__TASK TO CARRY OUT__.
Among the entries below, how many lines contain the string "target"? Only the number, please.

--- EXCERPTED DATA ---

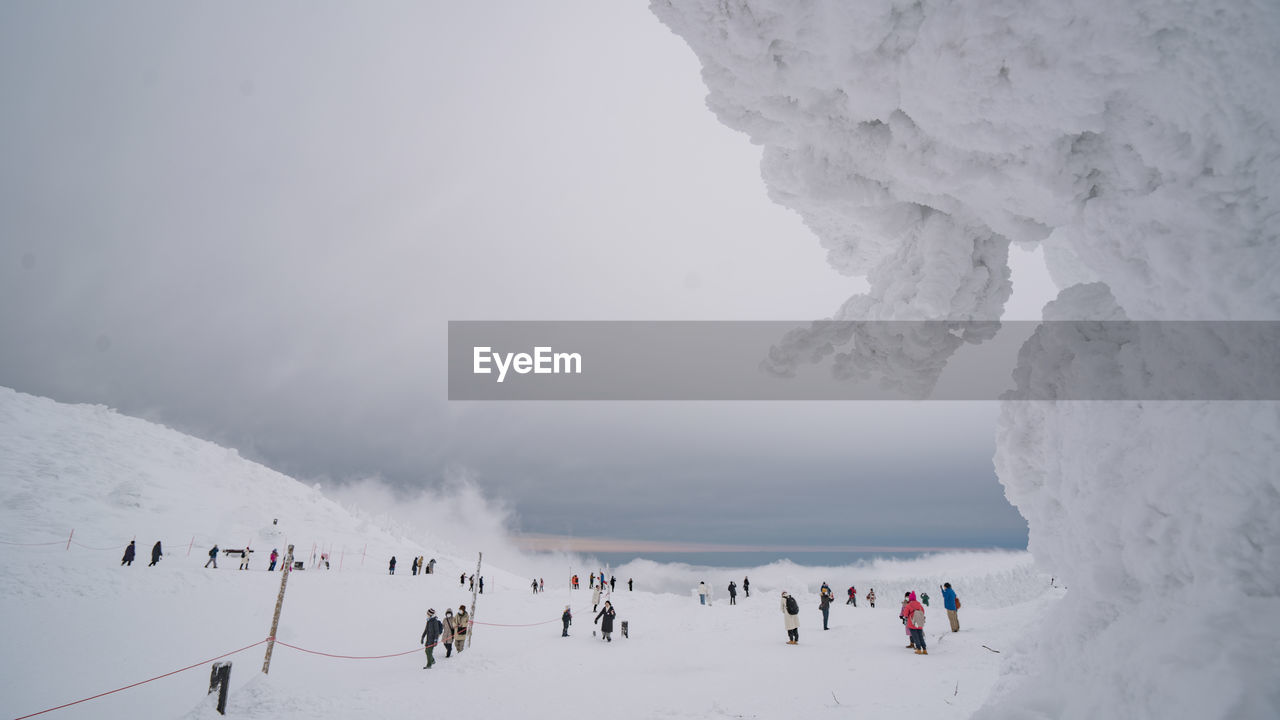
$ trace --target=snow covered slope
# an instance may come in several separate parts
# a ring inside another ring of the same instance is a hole
[[[752,597],[736,606],[722,590],[743,571],[700,568],[716,588],[709,607],[683,592],[627,592],[620,583],[612,599],[631,637],[615,634],[606,644],[592,637],[585,583],[575,592],[567,573],[547,575],[547,592],[533,595],[523,575],[489,568],[476,619],[495,624],[477,625],[472,647],[461,655],[444,660],[437,652],[440,664],[428,672],[417,645],[425,610],[470,605],[458,574],[471,561],[433,553],[431,538],[419,544],[401,537],[234,451],[102,407],[7,389],[0,389],[0,528],[0,540],[23,543],[0,546],[5,718],[193,664],[41,717],[217,717],[205,697],[206,661],[266,637],[280,574],[265,572],[261,553],[250,571],[226,559],[217,570],[205,569],[212,542],[252,541],[269,551],[287,536],[300,548],[313,542],[334,548],[332,569],[290,575],[278,633],[282,643],[328,655],[277,645],[269,676],[260,673],[261,645],[232,655],[230,717],[536,719],[588,708],[617,718],[967,717],[994,687],[1009,649],[1025,642],[1023,628],[1061,595],[1026,553],[941,555],[866,568],[777,563],[749,571]],[[124,544],[135,534],[139,559],[121,567]],[[147,567],[156,539],[165,556]],[[365,544],[369,558],[362,565]],[[394,577],[386,571],[393,552],[401,561]],[[410,576],[414,554],[438,558],[440,572]],[[530,558],[528,567],[538,562]],[[585,579],[584,568],[578,566]],[[637,562],[627,572],[643,588],[695,571]],[[964,631],[946,631],[935,601],[930,656],[922,658],[903,647],[895,596],[944,579],[965,600]],[[824,580],[840,594],[848,584],[864,593],[874,586],[880,607],[837,604],[824,632],[816,608]],[[781,589],[802,600],[798,647],[783,642]],[[571,636],[561,638],[566,604],[575,621]],[[922,668],[927,672],[905,679]]]
[[[867,276],[837,319],[996,319],[1010,243],[1044,249],[1046,319],[1280,319],[1278,3],[651,6],[764,146],[771,196]],[[912,366],[954,342],[862,340],[855,361],[904,358],[924,387]],[[1057,397],[1143,370],[1124,343],[1058,340],[1066,362],[1037,367]],[[1008,403],[996,464],[1072,592],[987,716],[1280,716],[1275,403]]]

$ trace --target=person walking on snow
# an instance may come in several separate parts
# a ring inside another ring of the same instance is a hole
[[[831,616],[831,588],[822,593],[821,599],[818,600],[818,609],[822,611],[822,629],[830,630],[827,627],[827,619]]]
[[[871,605],[872,609],[875,609],[875,606],[876,606],[876,589],[875,588],[871,588],[871,592],[867,593],[867,603]]]
[[[794,612],[792,612],[794,610]],[[800,643],[800,606],[796,599],[782,591],[782,624],[787,628],[787,644]]]
[[[124,549],[124,557],[120,558],[120,564],[133,567],[133,556],[134,556],[134,553],[136,553],[137,551],[138,551],[138,546],[136,544],[136,541],[130,540],[129,545]]]
[[[858,588],[852,585],[849,586],[849,599],[845,600],[844,604],[858,607]]]
[[[427,648],[427,664],[422,666],[423,670],[430,670],[431,666],[436,664],[433,653],[442,634],[444,634],[444,625],[440,623],[440,618],[436,617],[435,609],[427,608],[427,627],[423,629],[422,637],[418,639],[418,642]]]
[[[751,597],[751,581],[748,580],[745,575],[742,578],[742,595],[744,597]]]
[[[204,566],[209,567],[209,563],[213,563],[214,570],[218,569],[218,546],[217,545],[214,545],[213,548],[209,550],[209,559],[204,561]]]
[[[956,597],[956,591],[951,589],[951,583],[945,583],[942,586],[942,607],[947,610],[947,619],[951,621],[951,632],[960,632],[960,616],[956,611],[960,609],[960,598]]]
[[[627,592],[631,592],[632,590],[635,590],[635,586],[632,584],[633,582],[634,580],[632,580],[631,578],[627,578]]]
[[[388,575],[396,574],[396,556],[395,555],[391,556],[391,563],[387,565],[387,574]]]
[[[467,573],[466,573],[465,571],[464,571],[461,575],[459,575],[459,576],[458,576],[458,584],[459,584],[459,585],[466,585],[466,584],[467,584]]]
[[[546,591],[547,591],[547,581],[543,580],[542,578],[538,578],[538,592],[546,592]]]
[[[601,579],[600,584],[604,584],[603,578]],[[600,623],[600,635],[604,638],[605,642],[613,642],[613,618],[617,614],[618,613],[613,610],[613,603],[605,600],[604,607],[601,608],[600,613],[596,615],[596,619],[591,621],[592,624],[595,624],[596,620],[604,618],[604,621]]]
[[[160,558],[162,557],[164,557],[164,552],[160,550],[160,541],[157,540],[156,544],[151,546],[151,562],[147,564],[147,567],[151,567],[152,565],[160,562]]]
[[[267,568],[267,572],[275,572],[276,560],[280,557],[280,553],[275,548],[271,548],[271,566]]]
[[[249,548],[245,548],[244,550],[242,550],[242,551],[240,552],[240,569],[241,569],[241,570],[248,570],[248,569],[249,569],[249,553],[251,553],[251,552],[253,552],[253,551],[252,551],[252,550],[250,550]],[[321,561],[321,562],[324,562],[324,556],[321,556],[321,560],[320,560],[320,561]]]
[[[595,612],[599,609],[600,609],[600,587],[597,585],[591,588],[591,612]]]
[[[533,579],[533,594],[538,594],[538,578]]]
[[[917,655],[928,655],[929,646],[924,643],[924,606],[916,600],[916,594],[908,595],[905,612],[907,613],[907,630],[911,632],[911,642],[916,646]]]
[[[471,616],[467,614],[467,606],[459,605],[458,614],[453,618],[453,638],[454,647],[458,652],[462,652],[462,646],[467,644],[467,631],[471,629]]]
[[[476,576],[475,576],[475,575],[472,575],[471,577],[467,578],[467,589],[468,589],[468,590],[471,590],[471,591],[473,591],[473,592],[475,591],[475,589],[476,589]]]
[[[822,581],[822,587],[818,589],[818,594],[819,594],[819,595],[831,595],[833,598],[835,597],[835,595],[832,595],[832,593],[831,593],[831,586],[827,584],[827,581],[826,581],[826,580],[823,580],[823,581]]]
[[[440,634],[440,642],[444,645],[445,657],[453,655],[453,628],[455,626],[453,608],[446,608],[444,611],[444,631]]]
[[[911,593],[902,594],[902,607],[898,608],[898,619],[902,620],[902,631],[907,634],[907,649],[910,650],[916,646],[916,639],[911,635],[911,628],[907,627],[907,603],[911,602]]]
[[[738,584],[732,580],[729,581],[729,604],[738,604]]]
[[[929,593],[920,593],[920,602],[924,603],[925,607],[929,607]]]
[[[707,604],[707,584],[704,582],[698,583],[698,602],[702,605]]]
[[[618,578],[614,577],[613,575],[610,575],[609,576],[609,592],[613,592],[614,590],[617,590],[617,589],[618,589]]]
[[[480,576],[480,594],[481,595],[484,594],[484,576],[483,575]]]
[[[564,613],[560,616],[560,622],[564,623],[564,629],[560,631],[560,637],[569,637],[569,626],[573,624],[573,613],[569,612],[569,606],[564,606]]]

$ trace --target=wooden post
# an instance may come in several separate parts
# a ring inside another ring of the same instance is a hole
[[[218,691],[218,714],[227,714],[227,689],[231,685],[231,663],[216,662],[209,671],[209,692]]]
[[[76,529],[71,528],[71,534],[67,536],[67,549],[71,549],[71,538],[76,536]]]
[[[191,548],[195,547],[195,544],[196,544],[196,536],[192,535],[191,542],[187,543],[187,557],[191,557]]]
[[[369,554],[369,543],[364,544],[364,549],[360,551],[360,567],[364,567],[364,556]]]
[[[480,561],[484,559],[484,553],[476,553],[476,581],[480,580]],[[471,622],[476,621],[476,588],[479,585],[471,587]],[[476,626],[472,625],[467,628],[467,647],[471,647],[471,636],[475,634]]]
[[[293,568],[293,546],[284,556],[284,569],[280,573],[280,595],[276,597],[276,613],[271,618],[271,635],[267,639],[267,656],[262,659],[262,674],[271,669],[271,651],[276,647],[276,629],[280,627],[280,608],[284,606],[284,588],[289,584],[289,570]]]
[[[342,561],[347,559],[347,546],[342,546],[342,554],[338,556],[338,572],[342,572]]]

---

__TASK RESPONSE__.
3